* _Task to complete_:
Reproduce the following lines word for word, without including the pictures in your answer.

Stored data
====
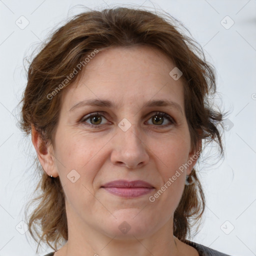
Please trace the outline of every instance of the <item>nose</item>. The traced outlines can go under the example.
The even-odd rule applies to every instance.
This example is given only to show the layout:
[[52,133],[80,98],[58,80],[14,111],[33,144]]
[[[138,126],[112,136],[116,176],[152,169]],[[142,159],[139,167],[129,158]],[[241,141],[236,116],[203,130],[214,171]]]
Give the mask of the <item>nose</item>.
[[126,132],[119,128],[113,138],[110,160],[115,165],[138,168],[146,164],[150,160],[144,136],[134,125]]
====
* _Response to this exercise_:
Please trace the outline of every instance of the <item>nose</item>. The traced outlines can go under the example.
The even-odd rule applies to every instance.
This example is given only to show the layout:
[[52,133],[80,98],[58,80],[14,111],[33,144]]
[[[138,126],[112,136],[116,176],[152,169]],[[142,159],[139,167],[129,158]],[[241,141],[236,116],[203,130],[214,171]]]
Give the mask of the <item>nose</item>.
[[126,132],[119,128],[113,138],[110,160],[115,165],[138,168],[146,164],[150,160],[144,136],[134,125]]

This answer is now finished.